- Goal:
Rescale the items starting with the line that contains "Can you see the girl's" and going on through the line that contains "x=554, y=293", keeping both of those lines. Write all of these lines again, requests included, multiplying every coordinate in the answers by 1.6 and rounding to whole numbers, halves up.

[START OF Dataset records]

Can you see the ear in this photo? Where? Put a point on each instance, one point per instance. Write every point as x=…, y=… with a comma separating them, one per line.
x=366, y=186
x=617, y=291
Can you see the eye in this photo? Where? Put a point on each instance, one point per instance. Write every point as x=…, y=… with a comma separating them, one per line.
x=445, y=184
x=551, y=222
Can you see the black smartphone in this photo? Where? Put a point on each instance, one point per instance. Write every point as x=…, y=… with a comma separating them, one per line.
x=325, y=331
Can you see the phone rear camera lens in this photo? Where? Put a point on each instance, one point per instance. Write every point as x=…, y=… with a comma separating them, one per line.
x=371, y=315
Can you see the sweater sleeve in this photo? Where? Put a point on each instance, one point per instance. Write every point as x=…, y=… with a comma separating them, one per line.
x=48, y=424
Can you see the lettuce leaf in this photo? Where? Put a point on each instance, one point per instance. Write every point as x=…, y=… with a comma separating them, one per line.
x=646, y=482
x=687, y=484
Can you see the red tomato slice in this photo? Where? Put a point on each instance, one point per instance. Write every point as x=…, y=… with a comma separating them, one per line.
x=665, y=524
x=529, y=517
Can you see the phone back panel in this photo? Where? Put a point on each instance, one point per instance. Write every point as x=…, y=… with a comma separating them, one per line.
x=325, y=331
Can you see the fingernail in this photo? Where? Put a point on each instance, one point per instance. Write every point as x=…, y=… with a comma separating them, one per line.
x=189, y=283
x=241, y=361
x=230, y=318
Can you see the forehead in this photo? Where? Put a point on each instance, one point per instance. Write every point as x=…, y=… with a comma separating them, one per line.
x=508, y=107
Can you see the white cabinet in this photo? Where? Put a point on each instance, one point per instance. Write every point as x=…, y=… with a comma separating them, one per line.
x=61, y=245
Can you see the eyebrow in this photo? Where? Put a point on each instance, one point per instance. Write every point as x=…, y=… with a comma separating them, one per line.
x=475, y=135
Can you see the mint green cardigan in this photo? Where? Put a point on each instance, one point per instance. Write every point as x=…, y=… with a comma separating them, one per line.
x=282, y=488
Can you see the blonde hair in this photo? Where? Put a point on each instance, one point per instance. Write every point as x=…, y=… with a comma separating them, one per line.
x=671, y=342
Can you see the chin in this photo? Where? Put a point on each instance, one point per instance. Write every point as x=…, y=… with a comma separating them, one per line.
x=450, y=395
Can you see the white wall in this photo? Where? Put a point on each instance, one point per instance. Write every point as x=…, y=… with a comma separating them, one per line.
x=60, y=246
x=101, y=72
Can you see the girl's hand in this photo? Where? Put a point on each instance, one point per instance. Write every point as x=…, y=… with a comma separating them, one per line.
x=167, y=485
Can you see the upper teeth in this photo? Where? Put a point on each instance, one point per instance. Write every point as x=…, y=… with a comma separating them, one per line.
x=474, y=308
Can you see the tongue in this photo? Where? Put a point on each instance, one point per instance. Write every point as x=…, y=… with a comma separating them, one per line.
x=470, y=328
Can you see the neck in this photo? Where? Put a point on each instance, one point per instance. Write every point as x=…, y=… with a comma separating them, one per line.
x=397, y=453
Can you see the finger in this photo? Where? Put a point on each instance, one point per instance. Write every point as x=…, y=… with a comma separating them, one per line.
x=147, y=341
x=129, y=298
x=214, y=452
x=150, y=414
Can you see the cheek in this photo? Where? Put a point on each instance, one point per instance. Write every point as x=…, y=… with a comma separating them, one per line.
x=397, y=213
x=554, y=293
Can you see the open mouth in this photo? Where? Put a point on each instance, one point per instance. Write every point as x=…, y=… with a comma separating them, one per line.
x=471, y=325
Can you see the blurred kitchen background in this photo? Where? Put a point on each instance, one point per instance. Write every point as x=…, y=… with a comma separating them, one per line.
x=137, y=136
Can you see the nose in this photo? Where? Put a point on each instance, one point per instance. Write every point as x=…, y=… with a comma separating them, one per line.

[END OF Dataset records]

- Result:
Can you see the girl's hand in this photo? Where? Put a point on each instance, one point per instance. Write every point as x=…, y=… with a comma separating them, one per line.
x=267, y=776
Can you see the upper teeth in this photo? Where? Put a point on each instance, one point per instance. Write every point as x=…, y=… with a comma separating them, one per line.
x=758, y=493
Can you see the tongue in this photo? Where? Put a point on each instance, one point per instance. Write every point as x=…, y=… with a comma separating them, one per line.
x=752, y=525
Can you see the neck in this photo? Where? Put a point on each instance, one point per instance. Write every point as x=…, y=… with a comma separating them, one per line.
x=635, y=725
Can you see the finger in this photo? Where? Put a point on each instance, one point per instance. Write every point as x=…, y=… with a comma separating them, one per line.
x=235, y=546
x=206, y=477
x=342, y=723
x=240, y=662
Can you see the cheek in this photo? Where? Put a point on each instance, one point per instance. Write every point as x=…, y=… with a comma separating them, one per line.
x=635, y=341
x=886, y=469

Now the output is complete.